*Exercise instructions*
1) List every place named in the opinion piece on Slovakia's Benes decrees. Leave out the name of the security conference.
2) According to the opinion piece on Slovakia's Benes decrees, what is the maximum punishment for publicly "questioning" the legal settlement that stems from those decrees?
3) Write the next part of the opinion piece on Slovakia's Benes decrees, starting after its last sentence.

*Selected extract*
--------

OPINION:
As Secretary of State Marco Rubio travels through Central Europe after the Munich Security Conference, he will stop in Slovakia, a NATO ally, where freedom of expression is under pressure.
In December, I wrote in these pages about Slovakia’s renewed use of the post-World War II Benes decrees to confiscate land on ethnic grounds. Ethnic Germans and Hungarians have been stripped of citizenship and property under the doctrine of collective guilt.
Slovak governments long described the Benes decrees as “dead law.” They are not. Land is still being confiscated today based on ancestry, as the state retroactively registers itself as the owner of properties tied to wartime-era classifications.
Instead of addressing the controversy, the government has chosen to criminalize criticism. Slovakia has amended its criminal code to make it punishable by up to six months in prison to publicly “question” the legal settlement stemming from those decrees.
The consequences are already visible. On Jan. 30 in Bratislava, police escorted away Ors Orosz, a politician representing Slovakia’s Hungarian minority, from a peaceful demonstration because he refused to remove a vest reading, “I question the Benes Decrees.”

--------

*Stored data*

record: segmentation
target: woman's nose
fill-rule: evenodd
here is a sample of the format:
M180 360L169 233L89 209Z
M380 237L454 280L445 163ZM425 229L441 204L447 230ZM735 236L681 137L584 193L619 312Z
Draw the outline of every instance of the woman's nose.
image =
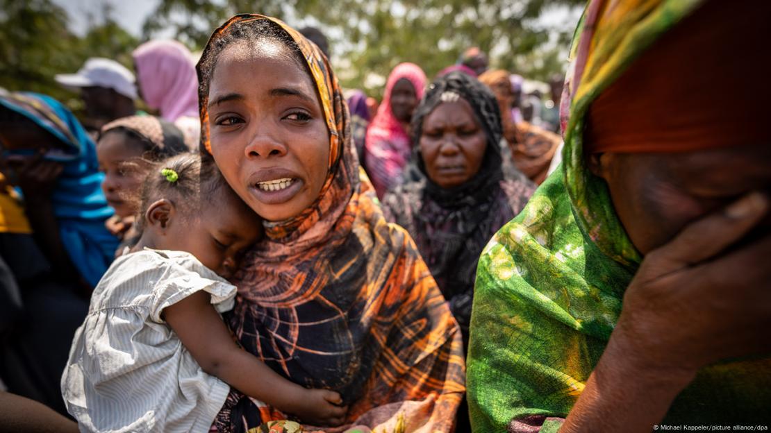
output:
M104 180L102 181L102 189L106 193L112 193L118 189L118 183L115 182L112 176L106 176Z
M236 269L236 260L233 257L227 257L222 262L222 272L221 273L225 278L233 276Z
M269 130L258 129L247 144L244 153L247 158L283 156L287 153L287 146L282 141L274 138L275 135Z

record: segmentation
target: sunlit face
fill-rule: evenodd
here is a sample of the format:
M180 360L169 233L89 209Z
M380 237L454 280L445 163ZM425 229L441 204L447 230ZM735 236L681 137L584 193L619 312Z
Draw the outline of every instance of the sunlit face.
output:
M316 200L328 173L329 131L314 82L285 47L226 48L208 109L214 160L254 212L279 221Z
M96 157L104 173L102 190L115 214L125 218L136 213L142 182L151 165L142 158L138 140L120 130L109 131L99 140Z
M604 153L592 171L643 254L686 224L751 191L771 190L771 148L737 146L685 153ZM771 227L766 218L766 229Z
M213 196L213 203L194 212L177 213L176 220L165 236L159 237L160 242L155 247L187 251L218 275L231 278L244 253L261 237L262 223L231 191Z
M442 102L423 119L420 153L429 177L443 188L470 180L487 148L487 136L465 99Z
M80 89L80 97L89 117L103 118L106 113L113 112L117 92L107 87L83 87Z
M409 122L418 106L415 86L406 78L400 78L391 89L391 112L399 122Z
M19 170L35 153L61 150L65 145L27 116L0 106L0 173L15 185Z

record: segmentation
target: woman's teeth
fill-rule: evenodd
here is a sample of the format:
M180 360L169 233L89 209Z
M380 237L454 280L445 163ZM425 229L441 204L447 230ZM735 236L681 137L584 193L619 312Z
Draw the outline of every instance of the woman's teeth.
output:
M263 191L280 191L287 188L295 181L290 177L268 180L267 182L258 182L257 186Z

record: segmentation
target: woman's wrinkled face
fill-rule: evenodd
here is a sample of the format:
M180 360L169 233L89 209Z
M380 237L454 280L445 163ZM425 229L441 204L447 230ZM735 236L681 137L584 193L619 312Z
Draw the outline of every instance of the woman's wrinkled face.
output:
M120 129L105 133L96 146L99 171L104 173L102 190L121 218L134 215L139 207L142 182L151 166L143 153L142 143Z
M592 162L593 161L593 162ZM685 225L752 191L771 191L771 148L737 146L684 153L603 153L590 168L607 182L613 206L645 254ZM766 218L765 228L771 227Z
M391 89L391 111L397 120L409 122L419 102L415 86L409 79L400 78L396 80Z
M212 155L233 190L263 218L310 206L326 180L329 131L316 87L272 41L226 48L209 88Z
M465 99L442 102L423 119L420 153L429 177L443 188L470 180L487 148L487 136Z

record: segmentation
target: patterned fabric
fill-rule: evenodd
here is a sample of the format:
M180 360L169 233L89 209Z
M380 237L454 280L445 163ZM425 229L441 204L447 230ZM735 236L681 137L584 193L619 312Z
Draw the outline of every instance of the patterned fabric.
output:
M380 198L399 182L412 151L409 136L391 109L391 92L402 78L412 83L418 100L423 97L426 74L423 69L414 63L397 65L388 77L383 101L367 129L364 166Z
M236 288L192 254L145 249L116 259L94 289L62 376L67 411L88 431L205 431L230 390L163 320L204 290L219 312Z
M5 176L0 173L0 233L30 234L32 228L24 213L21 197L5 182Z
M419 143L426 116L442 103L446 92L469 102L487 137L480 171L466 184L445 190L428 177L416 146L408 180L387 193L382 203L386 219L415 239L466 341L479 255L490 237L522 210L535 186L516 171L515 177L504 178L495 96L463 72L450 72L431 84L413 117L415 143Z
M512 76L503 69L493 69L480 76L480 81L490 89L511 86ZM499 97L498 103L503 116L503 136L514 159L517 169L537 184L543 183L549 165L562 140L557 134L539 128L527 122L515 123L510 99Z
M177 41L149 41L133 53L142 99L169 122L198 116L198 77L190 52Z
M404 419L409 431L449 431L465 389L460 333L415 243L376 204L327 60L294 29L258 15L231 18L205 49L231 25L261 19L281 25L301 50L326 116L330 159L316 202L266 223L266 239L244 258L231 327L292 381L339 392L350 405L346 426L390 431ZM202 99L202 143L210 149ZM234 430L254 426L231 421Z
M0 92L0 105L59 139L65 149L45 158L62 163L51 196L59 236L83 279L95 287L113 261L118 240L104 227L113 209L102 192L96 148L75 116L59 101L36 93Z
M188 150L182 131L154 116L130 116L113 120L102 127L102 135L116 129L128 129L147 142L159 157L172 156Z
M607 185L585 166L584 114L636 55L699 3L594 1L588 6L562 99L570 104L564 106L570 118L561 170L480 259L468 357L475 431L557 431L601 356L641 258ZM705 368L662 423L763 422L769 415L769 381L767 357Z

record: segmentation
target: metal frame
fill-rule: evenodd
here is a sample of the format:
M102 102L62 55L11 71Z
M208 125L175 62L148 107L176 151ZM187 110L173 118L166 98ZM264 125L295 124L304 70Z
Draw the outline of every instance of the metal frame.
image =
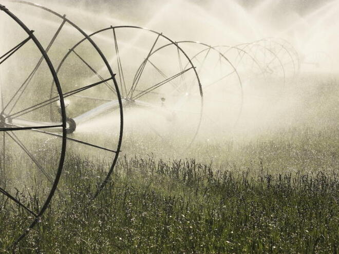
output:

--------

*Results by task*
1) Central Europe, Slovakia, Bratislava

2) Up to six months in prison.

3)
Mr. Orosz was later released, but the message was clear: Even peaceful dissent can trigger police intervention.
This matters to the United States. The U.S. National Security Strategy commits Washington to opposing anti-democratic restrictions on core liberties in Europe, especially among allies. That commitment should apply when a NATO member threatens prison time for political speech questioning ethnic discrimination and property seizures.
Property rights and free speech are intertwined. A government willing to confiscate land based on ancestry and silence those who protest it is eroding both.
As Mr. Rubio meets with Slovak leaders, the question is simple: Will America raise concerns about liberty with allies as readily as with adversaries?
If American commitments mean anything, then they must apply consistently, including in Bratislava.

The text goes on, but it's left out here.